_Text passage_:
==========

• The writ of prohibition only lies where there is a want of jurisdiction or where a court, judge or other tribunal is proceeding in excess of the jurisdiction conferred. (Quimbo Appo v. People, 20 N. Y. 531; People ex rel. Jones v. Sherman, 66 App. Div. 231; People ex rel. Smith v. Doyle, 28 Misc. Rep. 411; 44 App. Div. 403; 162 N. Y. 659 ; Thomson v. Tracy, 60 id. 31; People ex rel. Mayor v. Nichols, 79 id. 582; People ex rel. Oakley v. Petty, 32 Hun, 443 ; People ex rel. Sprague v. Fitzgerald, 15 App. Div. 539 ; Smith v. Whitney, 116 U. S. 167.)
We find it stated by some judicial writers, following the old English cases, that the writ may also be issued to prohibit the court, judge or other tribunal from proceeding contrary to “ the general laws of the land.” This doubtless means nothing more than passing upon personal or property rights without a hearing. It embraces cases where a petition, pleading or objection is duly served or filed in accordance with the settled law or practice, and a court, judge or other tribunal having jurisdiction and whose duty it is to hear and *345determine the matter is proceeding to a determination without a hearing. (Hovey v. Elliott, 167 U. S. 409, affg. 145 N. Y. 126.) That, I take it, would be an excess of jurisdiction, and I do not understand that the phrase “ contrary to the general laws of the land,” as thus used by the courts, means anything more than an excess of jurisdiction. It is not the office of a writ of prohibition to regulate the admission or rejection of evidence or the proceedings before an inferior court, judge or other tribunal having jurisdiction of an action or proceeding. Where jurisdiction exists errors of law or procedure must be corrected by such appeal or other review as the law affords. (People ex rel. Mayor v. Nichols, supra; People ex rel. Smith v. Doyle, supra; People ex rel. Oakley v. Petty, supra; People ex rel. Reynolds Card Mfg. Co. v. Fourth Dist. Court, 13 Civ. Proc. Rep. 134.)

==========

[Saved data entries]
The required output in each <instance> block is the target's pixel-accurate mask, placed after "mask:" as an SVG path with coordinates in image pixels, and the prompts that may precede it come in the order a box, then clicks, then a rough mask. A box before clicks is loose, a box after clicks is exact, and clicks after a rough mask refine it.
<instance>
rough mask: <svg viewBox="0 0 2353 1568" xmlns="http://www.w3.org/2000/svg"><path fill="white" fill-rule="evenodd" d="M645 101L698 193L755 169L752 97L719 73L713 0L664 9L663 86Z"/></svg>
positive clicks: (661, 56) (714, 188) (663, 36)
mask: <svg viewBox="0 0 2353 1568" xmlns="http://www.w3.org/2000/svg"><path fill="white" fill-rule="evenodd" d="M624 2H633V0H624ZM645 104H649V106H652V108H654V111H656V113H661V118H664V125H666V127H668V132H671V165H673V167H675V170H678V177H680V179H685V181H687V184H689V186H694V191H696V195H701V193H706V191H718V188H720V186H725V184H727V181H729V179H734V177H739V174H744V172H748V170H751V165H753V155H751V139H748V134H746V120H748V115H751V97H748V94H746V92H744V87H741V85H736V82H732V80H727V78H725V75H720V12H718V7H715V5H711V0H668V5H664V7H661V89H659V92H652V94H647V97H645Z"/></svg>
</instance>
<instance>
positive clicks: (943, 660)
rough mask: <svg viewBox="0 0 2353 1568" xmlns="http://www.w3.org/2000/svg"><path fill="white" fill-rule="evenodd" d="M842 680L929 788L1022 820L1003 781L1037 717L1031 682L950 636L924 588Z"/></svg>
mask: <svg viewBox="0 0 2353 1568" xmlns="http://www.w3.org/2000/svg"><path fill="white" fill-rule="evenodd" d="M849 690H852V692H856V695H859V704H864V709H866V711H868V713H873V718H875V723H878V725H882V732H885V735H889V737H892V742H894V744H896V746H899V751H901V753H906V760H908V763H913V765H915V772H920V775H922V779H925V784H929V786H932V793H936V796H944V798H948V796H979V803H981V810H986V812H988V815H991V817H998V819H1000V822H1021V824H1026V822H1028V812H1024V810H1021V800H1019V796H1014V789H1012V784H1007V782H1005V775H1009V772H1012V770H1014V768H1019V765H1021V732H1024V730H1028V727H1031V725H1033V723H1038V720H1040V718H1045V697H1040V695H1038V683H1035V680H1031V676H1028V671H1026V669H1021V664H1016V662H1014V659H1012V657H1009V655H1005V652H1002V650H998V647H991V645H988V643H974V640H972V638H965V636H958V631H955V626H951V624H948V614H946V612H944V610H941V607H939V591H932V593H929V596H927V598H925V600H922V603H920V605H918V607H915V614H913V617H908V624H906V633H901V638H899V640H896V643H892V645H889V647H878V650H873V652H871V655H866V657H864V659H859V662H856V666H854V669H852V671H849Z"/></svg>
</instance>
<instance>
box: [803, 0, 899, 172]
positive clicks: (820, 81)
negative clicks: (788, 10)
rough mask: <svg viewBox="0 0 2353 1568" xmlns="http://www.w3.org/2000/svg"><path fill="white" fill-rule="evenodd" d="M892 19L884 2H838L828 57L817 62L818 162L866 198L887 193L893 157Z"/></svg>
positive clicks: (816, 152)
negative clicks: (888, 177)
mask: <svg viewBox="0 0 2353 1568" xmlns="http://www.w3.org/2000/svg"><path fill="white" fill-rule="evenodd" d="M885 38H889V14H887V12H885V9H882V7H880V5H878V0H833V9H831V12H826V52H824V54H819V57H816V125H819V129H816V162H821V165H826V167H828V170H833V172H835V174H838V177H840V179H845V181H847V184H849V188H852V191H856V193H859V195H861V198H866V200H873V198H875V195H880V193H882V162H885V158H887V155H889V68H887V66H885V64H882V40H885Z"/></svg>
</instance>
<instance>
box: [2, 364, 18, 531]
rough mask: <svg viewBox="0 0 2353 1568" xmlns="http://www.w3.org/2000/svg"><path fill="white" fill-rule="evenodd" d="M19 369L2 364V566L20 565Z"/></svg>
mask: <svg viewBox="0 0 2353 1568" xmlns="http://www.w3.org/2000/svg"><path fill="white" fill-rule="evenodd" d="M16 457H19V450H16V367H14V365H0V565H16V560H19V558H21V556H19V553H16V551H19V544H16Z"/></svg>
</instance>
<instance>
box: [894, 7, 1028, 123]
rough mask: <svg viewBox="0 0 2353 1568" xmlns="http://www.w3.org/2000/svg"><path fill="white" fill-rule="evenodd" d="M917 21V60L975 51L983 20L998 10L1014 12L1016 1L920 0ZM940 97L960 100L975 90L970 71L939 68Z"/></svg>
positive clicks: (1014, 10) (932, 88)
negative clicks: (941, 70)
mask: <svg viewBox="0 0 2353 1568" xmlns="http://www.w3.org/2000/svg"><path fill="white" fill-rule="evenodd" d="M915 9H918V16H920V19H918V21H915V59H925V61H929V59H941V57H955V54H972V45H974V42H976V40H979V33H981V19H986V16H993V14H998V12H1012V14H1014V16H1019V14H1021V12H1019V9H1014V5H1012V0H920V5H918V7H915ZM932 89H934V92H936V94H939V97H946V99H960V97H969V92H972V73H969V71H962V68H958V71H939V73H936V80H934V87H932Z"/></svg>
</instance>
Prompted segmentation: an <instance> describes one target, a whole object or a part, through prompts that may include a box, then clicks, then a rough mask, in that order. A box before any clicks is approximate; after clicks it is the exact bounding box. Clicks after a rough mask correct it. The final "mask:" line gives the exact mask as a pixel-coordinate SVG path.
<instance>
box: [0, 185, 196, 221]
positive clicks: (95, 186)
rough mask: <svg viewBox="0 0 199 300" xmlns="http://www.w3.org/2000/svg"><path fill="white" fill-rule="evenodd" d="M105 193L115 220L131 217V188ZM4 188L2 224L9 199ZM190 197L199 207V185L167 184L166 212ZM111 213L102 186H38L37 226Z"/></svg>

==========

_Instructions_:
a) Name each case cited in the parenthetical citation that closes the passage on the writ of prohibition.
b) Drawing on the passage on the writ of prohibition, explain in one to three sentences why the writ is not the proper means of correcting errors in the admission or rejection of evidence before a tribunal that has jurisdiction.
c) Pick up the passage on the writ of prohibition after its final sentence and continue it in the same formal legal style.
The saved data entries bear no relation to the passage on the writ of prohibition.

_Responses to the exercise_:
a)
- People ex rel. Mayor v. Nichols
- People ex rel. Smith v. Doyle
- People ex rel. Oakley v. Petty
- People ex rel. Reynolds Card Mfg. Co. v. Fourth Dist. Court

b) The writ lies only where jurisdiction is lacking or is being exceeded, and regulating evidence or proceedings before a tribunal with jurisdiction is not its office. Where jurisdiction exists, errors of law or procedure must instead be corrected by such appeal or other review as the law affords.

c)
If the relator’s right to the absolute writ depends upon the sufficiency of the facts recited in the alternative writ, as is the case in mandamus proceedings, it scarcely needs any argument to show that those facts are insufficient. The alternative writ merely recites that the subscribing witnesses to the will of 1900, who have been indicted for perjury, have refused to testify to the execution of that will, and that the surrogate has sustained their claim of privilege and is about to dismiss the proceedings for the probate of that will and admit the other to probate. The surrogate and respondent were required to show cause against an absolute writ enjoining both probate proceedings until the testimony of these witnesses is obtained.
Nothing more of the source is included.